# [WHAT TO WORK ON]
Give again, exactly as written, each line of the material below starting at the line that contains "--target person in beige coat" and ending at the line that contains "--target jacket hood". Both ends count, and no other line does.

# [SUPPLIED RECORDS]
##############################

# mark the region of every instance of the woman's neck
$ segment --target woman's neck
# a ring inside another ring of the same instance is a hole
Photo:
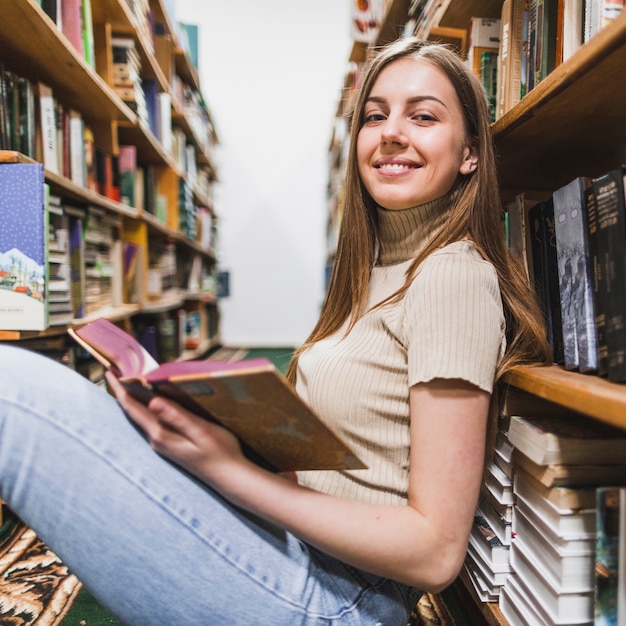
[[[394,265],[415,257],[437,234],[452,206],[453,194],[410,209],[378,207],[378,265]]]

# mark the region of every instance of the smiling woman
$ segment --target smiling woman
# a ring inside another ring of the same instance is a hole
[[[0,346],[0,493],[123,623],[405,626],[456,578],[495,384],[550,356],[504,244],[489,123],[440,45],[401,40],[364,76],[337,260],[287,375],[365,469],[295,481],[111,372],[115,398]]]
[[[446,194],[476,169],[461,103],[429,61],[403,59],[378,77],[357,137],[359,173],[385,209],[408,209]]]

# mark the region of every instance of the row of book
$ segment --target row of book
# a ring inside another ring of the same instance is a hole
[[[507,206],[510,249],[542,302],[555,360],[626,381],[626,169],[579,176]]]
[[[512,626],[625,623],[626,435],[521,407],[501,420],[466,575]]]
[[[91,0],[37,0],[74,50],[96,67]]]
[[[166,96],[160,100],[165,102],[165,109],[169,112],[169,95],[159,94],[159,97],[161,95]],[[157,115],[156,105],[150,110],[153,111],[150,119],[152,115],[163,119]],[[166,126],[181,189],[190,189],[192,203],[195,198],[203,198],[208,204],[211,200],[210,170],[197,166],[195,146],[188,142],[182,129],[171,128],[169,117]],[[174,211],[175,207],[168,209],[167,194],[164,196],[158,189],[158,167],[139,165],[136,146],[120,145],[117,155],[97,148],[92,128],[78,111],[65,108],[51,88],[2,68],[0,149],[14,150],[39,160],[48,172],[64,176],[76,185],[112,200],[159,214],[164,223],[171,223],[175,228],[179,226],[176,220],[168,220],[168,210]],[[176,194],[177,191],[170,194],[172,204],[175,204]],[[195,206],[191,209],[184,206],[183,209],[185,234],[193,233]],[[191,238],[194,238],[193,234]]]
[[[613,21],[624,0],[504,0],[496,118]]]
[[[449,0],[414,0],[403,35],[437,39],[434,27],[448,5]],[[499,18],[470,18],[457,47],[485,88],[492,118],[515,106],[623,7],[624,0],[504,0]]]
[[[215,220],[207,209],[199,216],[196,234],[209,249]],[[51,194],[40,163],[0,164],[0,222],[1,330],[45,330],[172,291],[216,296],[204,255],[172,244],[148,250],[147,239],[126,237],[119,214]]]

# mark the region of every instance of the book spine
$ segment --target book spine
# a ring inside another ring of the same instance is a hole
[[[600,487],[596,494],[594,624],[618,626],[620,518],[622,489]],[[621,583],[623,584],[623,582]]]
[[[596,268],[603,302],[604,341],[609,380],[626,380],[626,217],[624,171],[618,168],[593,180],[596,210]],[[602,310],[600,311],[602,313]]]
[[[566,369],[598,368],[598,342],[591,286],[585,189],[579,177],[553,194]]]

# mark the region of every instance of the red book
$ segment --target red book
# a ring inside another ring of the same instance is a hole
[[[83,47],[83,18],[81,0],[61,0],[61,24],[63,34],[70,40],[76,51],[85,56]]]

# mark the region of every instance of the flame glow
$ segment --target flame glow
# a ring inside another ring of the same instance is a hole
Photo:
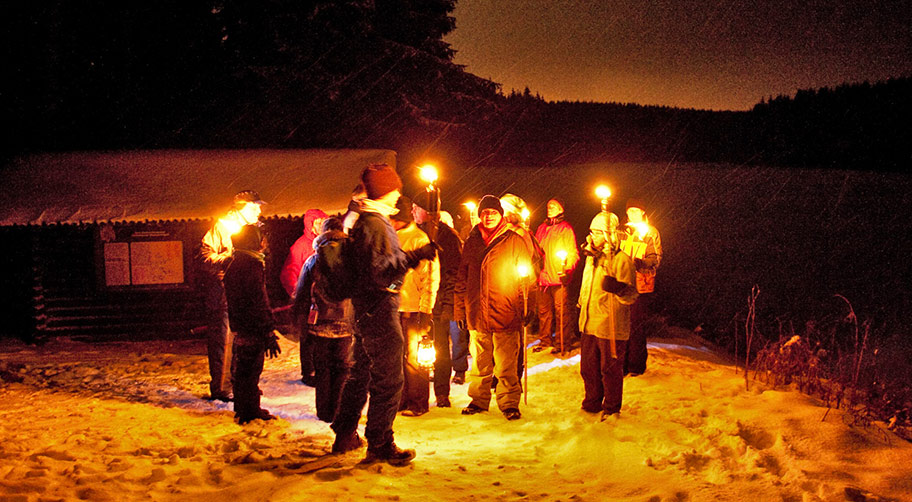
[[[419,168],[421,173],[421,179],[426,181],[428,184],[433,185],[437,181],[437,168],[431,164],[425,164]]]
[[[608,185],[599,185],[595,187],[595,195],[597,195],[599,199],[607,199],[608,197],[611,197],[611,189],[608,188]]]
[[[646,234],[649,232],[649,224],[646,222],[627,223],[627,226],[633,227],[640,239],[646,237]]]
[[[522,278],[529,277],[529,266],[525,263],[520,263],[516,266],[516,274]]]
[[[418,365],[422,368],[434,366],[437,360],[437,351],[434,350],[434,341],[429,336],[422,337],[418,342],[418,351],[415,354],[418,359]]]

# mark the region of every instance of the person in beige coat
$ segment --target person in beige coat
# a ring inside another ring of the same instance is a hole
[[[630,306],[639,294],[636,268],[620,249],[617,227],[617,216],[600,212],[592,218],[582,246],[586,255],[579,296],[582,408],[601,413],[602,420],[621,411]]]
[[[399,236],[403,251],[413,251],[430,244],[424,230],[418,228],[412,217],[412,201],[406,196],[396,203],[399,212],[390,216],[390,222]],[[432,311],[440,286],[440,259],[421,260],[418,266],[405,273],[399,290],[399,319],[405,337],[405,352],[402,369],[405,385],[399,411],[403,416],[417,417],[427,413],[430,397],[430,374],[428,368],[418,363],[418,342],[429,335]]]

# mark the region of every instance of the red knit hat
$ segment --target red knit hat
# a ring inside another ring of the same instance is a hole
[[[402,190],[402,180],[387,164],[371,164],[361,172],[361,183],[368,199],[379,199],[393,190]]]

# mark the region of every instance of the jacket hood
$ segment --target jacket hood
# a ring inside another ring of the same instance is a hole
[[[314,220],[319,218],[326,218],[327,214],[323,212],[322,209],[308,209],[304,213],[304,235],[309,236],[311,239],[317,236],[311,230],[313,228]]]
[[[329,230],[318,235],[313,241],[313,248],[317,249],[324,244],[328,244],[332,241],[341,241],[347,239],[348,236],[345,235],[345,232],[341,230]]]

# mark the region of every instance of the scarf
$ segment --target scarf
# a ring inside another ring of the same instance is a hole
[[[491,241],[493,241],[494,238],[498,235],[504,233],[506,229],[507,220],[505,218],[501,218],[500,224],[491,230],[485,228],[481,223],[478,224],[478,232],[481,233],[481,238],[484,239],[485,246],[489,246],[491,244]]]
[[[393,205],[390,205],[386,200],[380,199],[364,199],[361,201],[361,210],[369,213],[378,213],[389,218],[390,216],[399,212],[396,209],[395,202]]]

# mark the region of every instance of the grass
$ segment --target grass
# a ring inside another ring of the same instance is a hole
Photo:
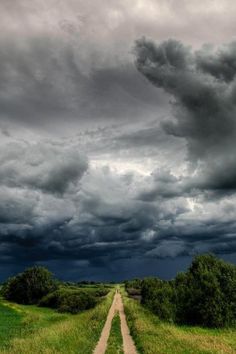
[[[0,303],[0,350],[21,333],[22,314]]]
[[[19,327],[12,336],[7,337],[4,346],[0,346],[0,353],[91,354],[100,337],[113,295],[114,291],[111,291],[95,308],[78,315],[1,301],[0,318],[5,308],[9,313],[13,311],[13,318],[17,318],[17,314],[20,318],[16,325]],[[3,328],[10,333],[9,326],[12,324],[8,322],[6,325],[3,322]]]
[[[123,340],[120,328],[120,316],[116,312],[112,320],[111,332],[107,343],[106,354],[123,354]]]
[[[236,329],[206,329],[177,326],[157,316],[127,297],[123,291],[125,313],[140,354],[236,353]]]

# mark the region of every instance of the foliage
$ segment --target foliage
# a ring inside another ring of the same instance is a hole
[[[236,329],[179,326],[160,319],[138,301],[123,296],[131,335],[140,354],[236,353]]]
[[[35,266],[9,278],[3,285],[1,293],[9,301],[19,304],[36,304],[56,287],[52,273],[44,267]]]
[[[173,281],[142,281],[142,304],[160,319],[207,327],[236,322],[236,266],[212,254],[194,258]]]
[[[125,280],[125,289],[141,289],[142,288],[142,279],[132,279],[132,280]]]
[[[236,267],[211,254],[197,256],[175,280],[177,321],[208,327],[236,321]]]
[[[141,296],[141,289],[127,288],[126,291],[129,294],[129,296],[131,296],[131,297],[140,297]]]
[[[114,291],[95,308],[73,316],[49,308],[14,304],[15,310],[24,316],[21,331],[8,341],[7,350],[2,351],[0,343],[0,353],[92,353],[104,326],[113,295]],[[6,301],[5,303],[8,306],[13,305]],[[1,316],[0,308],[0,322]],[[7,324],[3,323],[3,327],[5,325]]]
[[[108,288],[100,287],[100,288],[95,288],[93,290],[93,294],[95,296],[101,297],[101,296],[106,296],[109,293]]]
[[[40,302],[40,306],[58,309],[59,312],[78,313],[90,309],[97,304],[96,297],[88,291],[58,289],[46,296]]]
[[[175,291],[171,282],[149,278],[143,281],[142,304],[159,318],[172,322],[175,319]]]
[[[143,281],[141,279],[126,280],[124,282],[125,290],[129,294],[129,296],[134,298],[140,298],[142,282]]]

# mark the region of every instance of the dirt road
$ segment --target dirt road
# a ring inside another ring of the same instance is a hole
[[[110,310],[108,312],[106,323],[103,327],[101,337],[98,341],[98,344],[94,350],[94,354],[105,354],[107,341],[109,338],[110,330],[111,330],[111,323],[112,319],[116,313],[116,311],[120,314],[120,321],[121,321],[121,333],[123,337],[123,350],[125,354],[137,354],[137,350],[135,348],[133,339],[129,333],[129,328],[127,325],[125,312],[124,312],[124,305],[122,302],[122,297],[118,291],[116,291],[114,295],[114,299]]]

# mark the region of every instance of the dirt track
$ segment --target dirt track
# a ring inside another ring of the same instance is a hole
[[[129,333],[129,328],[127,325],[125,312],[124,312],[124,305],[122,302],[122,298],[119,292],[116,292],[114,295],[114,299],[110,310],[107,315],[106,323],[103,327],[101,337],[98,341],[98,344],[94,350],[94,354],[105,354],[107,341],[109,338],[110,330],[111,330],[111,323],[112,319],[116,313],[116,311],[120,314],[120,321],[121,321],[121,333],[123,337],[123,350],[125,354],[137,354],[133,339]]]

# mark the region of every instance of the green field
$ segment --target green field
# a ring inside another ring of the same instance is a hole
[[[236,329],[206,329],[161,322],[123,291],[127,321],[140,354],[236,353]]]
[[[0,300],[0,353],[91,354],[100,337],[114,291],[77,315]]]
[[[22,314],[0,303],[0,350],[6,348],[11,338],[21,334]]]

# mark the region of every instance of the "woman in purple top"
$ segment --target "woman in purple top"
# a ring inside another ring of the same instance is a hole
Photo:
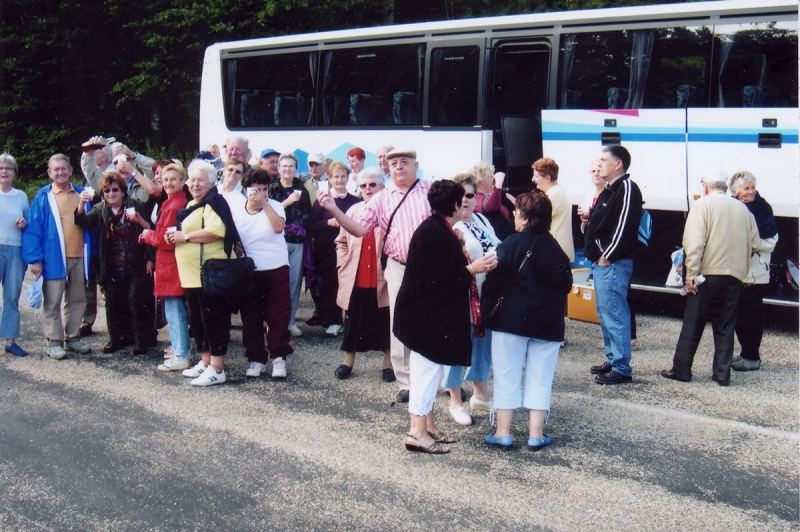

##############################

# [SOLUTION FOR THIS EXERCISE]
$ segment --target person in beige coat
# a ring inside another ring of the same instance is a hole
[[[630,306],[639,294],[636,268],[620,249],[617,227],[617,216],[600,212],[592,218],[582,246],[586,255],[579,296],[582,408],[601,413],[602,420],[621,411]]]
[[[399,236],[403,251],[413,251],[430,244],[424,230],[418,228],[412,217],[412,201],[406,196],[396,203],[399,212],[390,216],[390,222]],[[432,311],[440,286],[440,259],[421,260],[418,266],[405,273],[399,290],[399,319],[405,337],[405,352],[402,369],[405,385],[399,411],[403,416],[417,417],[427,413],[430,397],[430,374],[428,368],[418,363],[418,342],[429,335]]]

# mark the region of every instance of the red knit hat
$ segment --target red knit hat
# a ring inside another ring of the same instance is a hole
[[[402,190],[402,180],[387,164],[371,164],[361,172],[361,183],[368,199],[379,199],[393,190]]]

# mark the region of every instance of the jacket hood
$ segment --target jacket hood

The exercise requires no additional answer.